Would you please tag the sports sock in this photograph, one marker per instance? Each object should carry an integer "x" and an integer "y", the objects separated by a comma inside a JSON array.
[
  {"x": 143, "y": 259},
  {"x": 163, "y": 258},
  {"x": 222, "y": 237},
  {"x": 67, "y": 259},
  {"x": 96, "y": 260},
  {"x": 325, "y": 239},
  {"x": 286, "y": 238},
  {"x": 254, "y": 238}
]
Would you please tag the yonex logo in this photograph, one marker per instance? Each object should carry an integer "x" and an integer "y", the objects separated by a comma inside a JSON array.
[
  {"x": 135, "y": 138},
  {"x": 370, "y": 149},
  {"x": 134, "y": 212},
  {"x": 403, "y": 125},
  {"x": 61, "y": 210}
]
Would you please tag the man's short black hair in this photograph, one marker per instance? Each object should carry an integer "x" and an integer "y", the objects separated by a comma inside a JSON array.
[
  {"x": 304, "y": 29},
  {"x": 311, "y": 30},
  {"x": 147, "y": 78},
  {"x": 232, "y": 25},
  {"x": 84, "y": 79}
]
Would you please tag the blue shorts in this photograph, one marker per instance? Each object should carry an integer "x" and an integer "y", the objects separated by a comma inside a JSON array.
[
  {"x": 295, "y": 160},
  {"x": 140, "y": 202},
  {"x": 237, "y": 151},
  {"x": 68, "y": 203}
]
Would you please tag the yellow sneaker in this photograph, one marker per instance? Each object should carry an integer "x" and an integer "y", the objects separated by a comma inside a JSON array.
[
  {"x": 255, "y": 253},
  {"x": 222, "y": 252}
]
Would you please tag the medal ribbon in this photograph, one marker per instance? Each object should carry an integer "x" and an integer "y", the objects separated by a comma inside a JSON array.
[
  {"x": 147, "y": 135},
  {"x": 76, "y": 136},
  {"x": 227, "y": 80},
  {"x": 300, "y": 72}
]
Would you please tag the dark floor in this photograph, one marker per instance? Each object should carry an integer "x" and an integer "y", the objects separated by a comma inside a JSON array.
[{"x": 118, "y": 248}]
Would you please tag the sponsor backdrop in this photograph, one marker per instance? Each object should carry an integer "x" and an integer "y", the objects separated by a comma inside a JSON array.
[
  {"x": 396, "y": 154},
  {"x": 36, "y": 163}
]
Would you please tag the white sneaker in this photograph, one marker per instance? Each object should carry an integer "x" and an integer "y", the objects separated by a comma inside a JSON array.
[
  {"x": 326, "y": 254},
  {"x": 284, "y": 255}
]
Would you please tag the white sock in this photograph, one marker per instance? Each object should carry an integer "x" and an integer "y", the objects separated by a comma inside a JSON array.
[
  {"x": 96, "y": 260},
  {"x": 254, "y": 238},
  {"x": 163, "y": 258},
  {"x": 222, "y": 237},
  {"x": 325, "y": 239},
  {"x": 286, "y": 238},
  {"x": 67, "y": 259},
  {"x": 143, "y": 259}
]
────────────────
• AIM OF THE EXERCISE
Repeat the listing in full, keeping every line exactly as it is.

• TASK RESPONSE
Would you please tag the sports sock in this photograph, one marker per instance? Each object should carry an integer "x" and an integer "y", the objects separated by a comma inside a JSON array.
[
  {"x": 143, "y": 259},
  {"x": 163, "y": 258},
  {"x": 222, "y": 237},
  {"x": 67, "y": 259},
  {"x": 96, "y": 260},
  {"x": 325, "y": 239},
  {"x": 286, "y": 238},
  {"x": 254, "y": 238}
]
Would you please tag the yonex logo in this photograph, one marker per instance? Each object should carry an integer "x" and an integer "y", the objects separated by a comma inside a JSON array.
[
  {"x": 135, "y": 138},
  {"x": 370, "y": 149},
  {"x": 134, "y": 212},
  {"x": 403, "y": 125},
  {"x": 61, "y": 210}
]
Would you please tag the man's short black hair in this photograph, one marker per instance? Each object should carry an integer "x" and an integer "y", the objects separated by a comma inside a JSON array.
[
  {"x": 304, "y": 29},
  {"x": 311, "y": 30},
  {"x": 147, "y": 78},
  {"x": 232, "y": 25},
  {"x": 84, "y": 79}
]
Would you please tag the blue shorts in this photograph, one marker per instance? Each object should carry an integer "x" and an integer "y", the objects separated by a comma inside a JSON array.
[
  {"x": 295, "y": 160},
  {"x": 140, "y": 202},
  {"x": 237, "y": 151},
  {"x": 68, "y": 203}
]
Would you please tag the yellow sneaker in this photograph, one marker per instance? Each object should carry an integer "x" and an integer "y", the objects separated by a comma inside a JSON array.
[
  {"x": 255, "y": 253},
  {"x": 222, "y": 252}
]
Would you please tag the medal ribbon in this photograph, one marker per instance? Each object should carry an integer "x" and an integer "y", the objects separated by a comma inside a JSON array.
[
  {"x": 147, "y": 135},
  {"x": 76, "y": 136},
  {"x": 227, "y": 80},
  {"x": 300, "y": 72}
]
Would you please tag the dark floor in this photograph, one marker per instance? Each object should carry an integer "x" and an integer "y", the objects separated by a comma inside a JSON array.
[{"x": 118, "y": 248}]
Would you please tag the sponsor backdrop in this photograph, one marker per instance? Each object should carry an integer "x" and an integer "y", the objects separated by a comma inside a JSON array.
[
  {"x": 396, "y": 154},
  {"x": 36, "y": 163}
]
Would you please tag the white sneaker in this photograph, one marker per instance? Each object should carry an integer "x" and an integer "y", the objects separated by a comma inside a JSON array.
[
  {"x": 326, "y": 254},
  {"x": 284, "y": 255}
]
Would you please tag the white sock in this photograph, one marker per instance? Each object should carry an integer "x" and an integer "y", the objects separated by a comma inside a JSON array.
[
  {"x": 96, "y": 260},
  {"x": 254, "y": 238},
  {"x": 163, "y": 258},
  {"x": 222, "y": 237},
  {"x": 325, "y": 239},
  {"x": 286, "y": 238},
  {"x": 67, "y": 259},
  {"x": 143, "y": 259}
]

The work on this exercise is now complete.